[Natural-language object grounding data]
──────────────────────────────
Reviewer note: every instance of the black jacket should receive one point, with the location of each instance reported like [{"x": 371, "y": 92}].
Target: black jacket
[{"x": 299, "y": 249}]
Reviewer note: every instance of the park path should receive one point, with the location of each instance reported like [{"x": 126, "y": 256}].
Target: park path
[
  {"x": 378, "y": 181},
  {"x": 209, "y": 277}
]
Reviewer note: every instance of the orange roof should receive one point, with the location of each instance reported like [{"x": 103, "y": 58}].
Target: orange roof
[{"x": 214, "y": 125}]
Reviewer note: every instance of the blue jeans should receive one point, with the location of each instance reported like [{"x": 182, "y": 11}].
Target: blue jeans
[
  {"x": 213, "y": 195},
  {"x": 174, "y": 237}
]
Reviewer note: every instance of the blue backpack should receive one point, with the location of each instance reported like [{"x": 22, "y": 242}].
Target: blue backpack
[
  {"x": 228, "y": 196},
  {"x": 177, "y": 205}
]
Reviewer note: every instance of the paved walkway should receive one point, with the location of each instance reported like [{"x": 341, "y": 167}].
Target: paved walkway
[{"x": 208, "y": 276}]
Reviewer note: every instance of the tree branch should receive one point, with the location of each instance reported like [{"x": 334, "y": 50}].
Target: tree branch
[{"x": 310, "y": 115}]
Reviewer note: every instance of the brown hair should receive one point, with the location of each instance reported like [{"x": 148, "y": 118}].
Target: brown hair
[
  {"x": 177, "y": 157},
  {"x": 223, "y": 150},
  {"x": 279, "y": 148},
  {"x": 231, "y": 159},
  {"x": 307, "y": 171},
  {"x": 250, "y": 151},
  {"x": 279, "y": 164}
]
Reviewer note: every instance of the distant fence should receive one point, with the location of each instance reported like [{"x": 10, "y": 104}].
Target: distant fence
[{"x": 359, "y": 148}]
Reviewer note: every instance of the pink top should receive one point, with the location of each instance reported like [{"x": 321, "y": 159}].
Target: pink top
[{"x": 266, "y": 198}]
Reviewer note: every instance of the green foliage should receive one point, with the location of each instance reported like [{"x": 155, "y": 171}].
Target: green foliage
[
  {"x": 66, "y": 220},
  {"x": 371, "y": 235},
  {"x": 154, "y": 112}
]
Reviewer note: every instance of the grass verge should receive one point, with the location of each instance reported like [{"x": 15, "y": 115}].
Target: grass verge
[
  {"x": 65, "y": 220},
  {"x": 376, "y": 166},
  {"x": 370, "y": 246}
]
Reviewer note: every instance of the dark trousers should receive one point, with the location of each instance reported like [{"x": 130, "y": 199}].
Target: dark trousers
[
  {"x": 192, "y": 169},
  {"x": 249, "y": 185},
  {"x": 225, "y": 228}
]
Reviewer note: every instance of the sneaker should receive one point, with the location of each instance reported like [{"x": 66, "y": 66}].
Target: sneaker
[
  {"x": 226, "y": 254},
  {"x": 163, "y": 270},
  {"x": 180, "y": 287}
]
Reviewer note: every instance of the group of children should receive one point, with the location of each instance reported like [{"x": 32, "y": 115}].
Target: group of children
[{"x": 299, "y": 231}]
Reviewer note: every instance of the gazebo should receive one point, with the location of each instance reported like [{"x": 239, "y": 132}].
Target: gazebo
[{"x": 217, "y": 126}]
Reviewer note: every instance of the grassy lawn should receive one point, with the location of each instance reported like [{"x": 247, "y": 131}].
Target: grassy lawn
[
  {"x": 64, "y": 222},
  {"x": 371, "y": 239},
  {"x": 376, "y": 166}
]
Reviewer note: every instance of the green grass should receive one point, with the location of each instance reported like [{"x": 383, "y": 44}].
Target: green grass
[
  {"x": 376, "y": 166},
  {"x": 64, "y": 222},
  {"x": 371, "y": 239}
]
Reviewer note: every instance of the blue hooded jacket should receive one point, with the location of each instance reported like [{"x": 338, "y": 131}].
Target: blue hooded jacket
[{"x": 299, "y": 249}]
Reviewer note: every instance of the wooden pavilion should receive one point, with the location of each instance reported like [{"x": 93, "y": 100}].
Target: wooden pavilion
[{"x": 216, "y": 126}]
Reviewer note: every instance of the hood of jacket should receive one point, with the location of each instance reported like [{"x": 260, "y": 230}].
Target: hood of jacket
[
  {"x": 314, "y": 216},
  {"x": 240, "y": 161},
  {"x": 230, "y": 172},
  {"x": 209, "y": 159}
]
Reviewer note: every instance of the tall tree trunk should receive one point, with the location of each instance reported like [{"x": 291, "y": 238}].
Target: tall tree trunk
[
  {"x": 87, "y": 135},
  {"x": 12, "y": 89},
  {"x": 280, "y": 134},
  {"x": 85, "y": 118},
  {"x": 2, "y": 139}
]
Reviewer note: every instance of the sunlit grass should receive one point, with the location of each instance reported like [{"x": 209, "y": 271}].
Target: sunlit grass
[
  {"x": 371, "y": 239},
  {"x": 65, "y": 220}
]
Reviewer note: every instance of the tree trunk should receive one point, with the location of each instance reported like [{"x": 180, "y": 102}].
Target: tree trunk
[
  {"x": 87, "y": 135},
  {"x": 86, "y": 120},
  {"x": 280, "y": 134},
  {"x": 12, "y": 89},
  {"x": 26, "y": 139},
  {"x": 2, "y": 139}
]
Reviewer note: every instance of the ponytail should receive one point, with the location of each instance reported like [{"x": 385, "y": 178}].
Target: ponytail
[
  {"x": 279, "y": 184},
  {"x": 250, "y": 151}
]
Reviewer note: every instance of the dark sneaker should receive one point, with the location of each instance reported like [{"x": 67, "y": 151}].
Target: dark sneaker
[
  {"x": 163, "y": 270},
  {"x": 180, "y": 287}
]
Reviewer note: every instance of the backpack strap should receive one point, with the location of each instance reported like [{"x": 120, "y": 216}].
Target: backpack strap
──────────────────────────────
■ Work instructions: All that is wanted is an exact copy of the lines above from the one with "Target: grassy lawn" through the one with "Reviewer note: every instance of the blue hooded", with both ends included.

■ Solution for this problem:
Target: grassy lawn
[
  {"x": 64, "y": 222},
  {"x": 371, "y": 239},
  {"x": 376, "y": 166}
]
Reviewer note: every instance of the green grass should receive one point, with the location of each instance reported like [{"x": 383, "y": 44}].
Target: green grass
[
  {"x": 376, "y": 166},
  {"x": 64, "y": 222},
  {"x": 371, "y": 239}
]
Reviewer note: every instance of the blue hooded jacket should receive one point, with the location of each instance reported like [{"x": 338, "y": 131}].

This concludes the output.